◆ **Excerpted text**:

-- -- --

Post by neufer » Mon Mar 05, 2018 10:52 pm

Qev wrote:
Mon Mar 05, 2018 9:02 pm
De58te wrote:
Mon Mar 05, 2018 11:56 am

Some very distant galaxies at 12.8 billion ly away were a vibrant greenish blue color. What color would they look like without the redshift for an observer who was right there in the galaxy? In the ultraviolet? Or even in the x-ray color?
At a guess I would say the were very bright in UV, ie. undergoing intense star formation.
The HUDF filters run from 435 nm to 1600 nm.

(Our own retina cone cells only run from 430 nm to 572 nm and are unable to distinguish
a broad green black body star like the sun as actually being green as opposed to white.)

12.8 billion (years in the past) corresponds to a redshift z ~ 6.1 Hence, the displayed redshifted (1+z ~ 7.1) colors from violet to red actually run from 61 nm to 225 nm
(corresponding to O to B black body star temperatures from 48,000K to 13,000K).

To an observer who was right there in the galaxy (now) & whose eyes are insensitive
to the UV given off by those O to B stars the galaxies would appear normal.

[To an observer who was right there in the galaxy (12.8 billion years ago) & whose eyes are insensitive
to the UV given off by those O to B stars the early galaxies might appear somewhat bizarre.]
Last edited by neufer on Tue Mar 06, 2018 2:24 pm, edited 3 times in total.

-- -- --

◆ **Data listing**:
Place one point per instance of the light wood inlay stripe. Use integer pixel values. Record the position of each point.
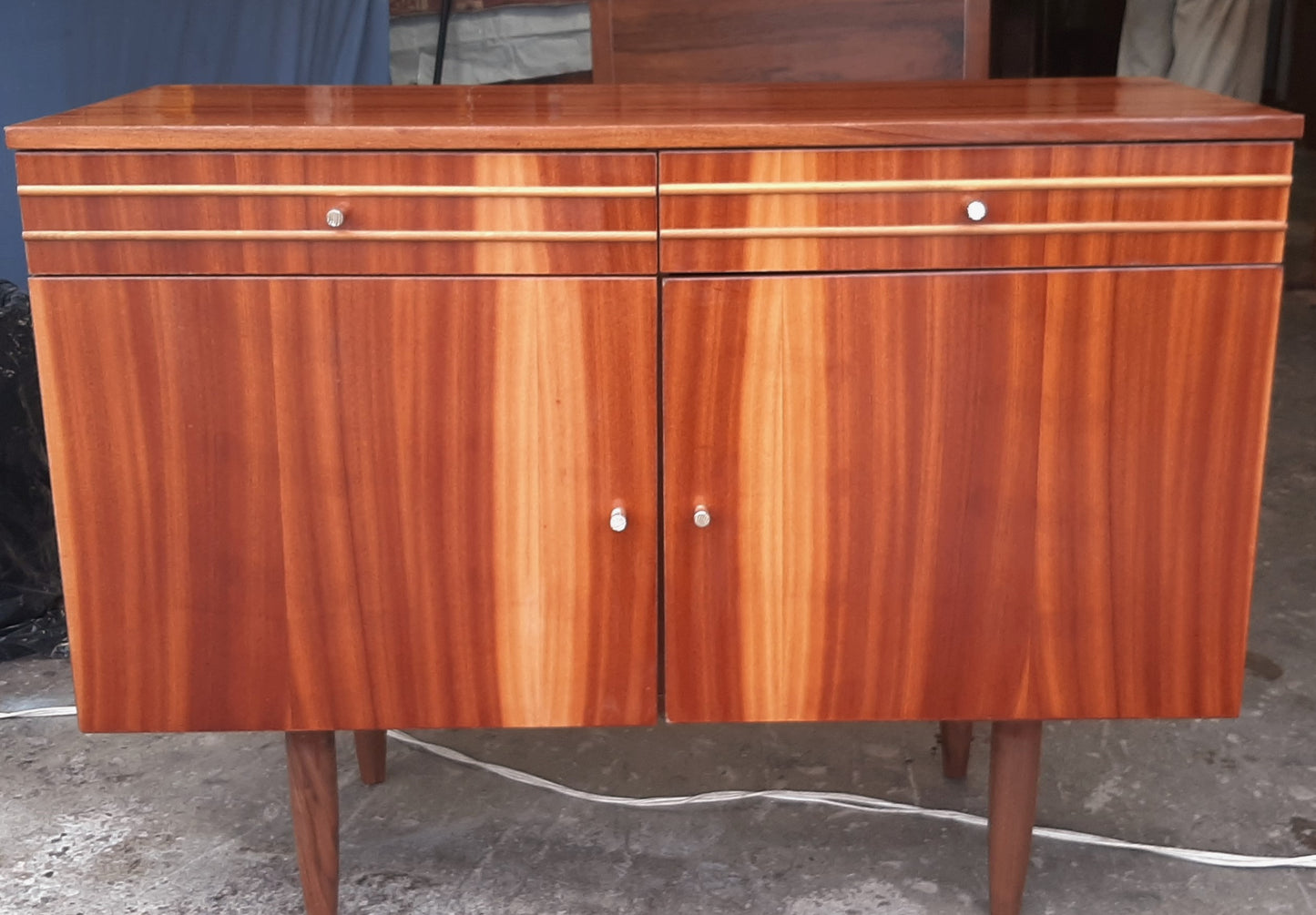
(1005, 229)
(329, 191)
(1086, 183)
(332, 236)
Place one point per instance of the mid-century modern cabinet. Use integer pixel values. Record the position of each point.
(379, 408)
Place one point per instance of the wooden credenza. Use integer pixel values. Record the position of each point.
(382, 408)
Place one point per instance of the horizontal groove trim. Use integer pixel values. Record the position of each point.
(1003, 229)
(895, 186)
(329, 191)
(333, 236)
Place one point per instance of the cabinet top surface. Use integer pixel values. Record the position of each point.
(290, 117)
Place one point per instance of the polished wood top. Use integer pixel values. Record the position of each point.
(689, 116)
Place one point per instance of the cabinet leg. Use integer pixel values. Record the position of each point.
(313, 782)
(1011, 808)
(955, 737)
(372, 757)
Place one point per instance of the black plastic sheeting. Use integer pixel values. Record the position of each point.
(32, 607)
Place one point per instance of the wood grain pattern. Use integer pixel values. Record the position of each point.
(313, 789)
(1016, 749)
(913, 477)
(649, 117)
(757, 41)
(519, 228)
(334, 479)
(905, 209)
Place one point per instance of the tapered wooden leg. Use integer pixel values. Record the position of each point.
(372, 757)
(1011, 808)
(955, 737)
(313, 782)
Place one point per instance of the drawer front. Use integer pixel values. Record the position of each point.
(913, 208)
(436, 213)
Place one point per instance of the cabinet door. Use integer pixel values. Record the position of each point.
(355, 503)
(963, 496)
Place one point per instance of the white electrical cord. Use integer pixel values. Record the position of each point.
(50, 711)
(857, 802)
(825, 798)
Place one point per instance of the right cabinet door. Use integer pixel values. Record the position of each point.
(995, 494)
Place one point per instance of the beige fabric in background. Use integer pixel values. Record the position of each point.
(1218, 45)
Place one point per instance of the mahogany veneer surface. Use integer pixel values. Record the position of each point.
(1078, 205)
(403, 213)
(984, 496)
(650, 117)
(354, 503)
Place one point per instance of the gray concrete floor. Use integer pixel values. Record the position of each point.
(199, 823)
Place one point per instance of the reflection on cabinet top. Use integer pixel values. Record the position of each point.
(778, 115)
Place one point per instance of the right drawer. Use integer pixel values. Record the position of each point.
(913, 208)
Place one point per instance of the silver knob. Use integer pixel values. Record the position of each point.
(617, 520)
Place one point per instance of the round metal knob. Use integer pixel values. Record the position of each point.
(617, 520)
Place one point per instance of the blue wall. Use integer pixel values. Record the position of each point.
(58, 54)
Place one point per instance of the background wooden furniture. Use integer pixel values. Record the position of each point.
(357, 434)
(742, 41)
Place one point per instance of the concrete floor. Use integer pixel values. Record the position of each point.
(199, 823)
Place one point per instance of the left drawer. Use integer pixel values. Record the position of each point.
(396, 213)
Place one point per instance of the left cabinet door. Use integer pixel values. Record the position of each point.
(354, 503)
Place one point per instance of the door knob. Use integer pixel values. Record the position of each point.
(617, 520)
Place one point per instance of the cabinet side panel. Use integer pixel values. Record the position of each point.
(165, 473)
(1150, 465)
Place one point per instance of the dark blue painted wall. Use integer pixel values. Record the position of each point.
(58, 54)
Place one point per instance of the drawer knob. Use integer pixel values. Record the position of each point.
(617, 520)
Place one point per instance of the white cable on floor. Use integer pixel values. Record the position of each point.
(855, 802)
(825, 798)
(49, 711)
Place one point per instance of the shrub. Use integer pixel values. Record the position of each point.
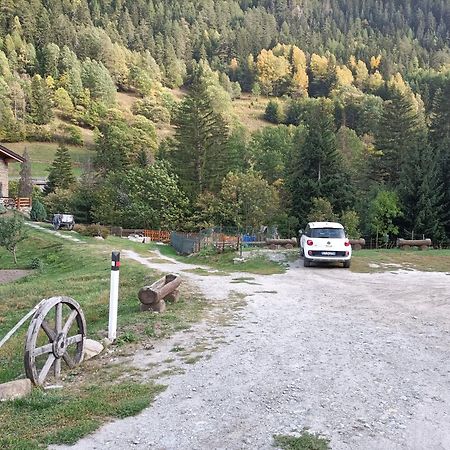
(36, 263)
(38, 212)
(93, 230)
(273, 112)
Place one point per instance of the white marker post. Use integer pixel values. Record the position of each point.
(114, 296)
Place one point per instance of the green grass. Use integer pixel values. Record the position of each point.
(306, 441)
(42, 155)
(83, 273)
(224, 262)
(382, 260)
(63, 417)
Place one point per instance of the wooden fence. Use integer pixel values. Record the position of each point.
(18, 203)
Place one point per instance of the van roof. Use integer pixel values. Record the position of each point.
(325, 225)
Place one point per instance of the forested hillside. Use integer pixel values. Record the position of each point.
(357, 92)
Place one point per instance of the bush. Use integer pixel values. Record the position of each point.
(38, 212)
(93, 230)
(36, 263)
(150, 108)
(273, 112)
(70, 134)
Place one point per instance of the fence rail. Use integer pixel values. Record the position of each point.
(18, 203)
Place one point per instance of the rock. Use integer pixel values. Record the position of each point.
(15, 389)
(92, 348)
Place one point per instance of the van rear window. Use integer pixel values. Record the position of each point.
(328, 233)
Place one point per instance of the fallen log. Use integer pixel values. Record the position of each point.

-- -- --

◆ **Actions to take**:
**1)** Update the forum post from "Some very distant" through "opposed to white.)", replacing "retina" with "eye".
**2)** In the forum post, what wavelength range do the HUDF filters cover?
**3)** Summarize the forum post in two sentences.

◆ **Written responses**:
**1)**
Some very distant galaxies at 12.8 billion ly away were a vibrant greenish blue color. What color would they look like without the redshift for an observer who was right there in the galaxy? In the ultraviolet? Or even in the x-ray color?
At a guess I would say the were very bright in UV, ie. undergoing intense star formation.
The HUDF filters run from 435 nm to 1600 nm.

(Our own eye cone cells only run from 430 nm to 572 nm and are unable to distinguish
a broad green black body star like the sun as actually being green as opposed to white.)

**2)** They run from 435 nm to 1600 nm.

**3)** A look 12.8 billion years into the past corresponds to a redshift of about 6.1, so the displayed violet-to-red colors of those distant galaxies actually span 61 nm to 225 nm, matching O to B black body star temperatures from 48,000K to 13,000K. An observer in those galaxies now, with eyes insensitive to that UV, would see them as normal, but 12.8 billion years ago the early galaxies might have looked somewhat bizarre.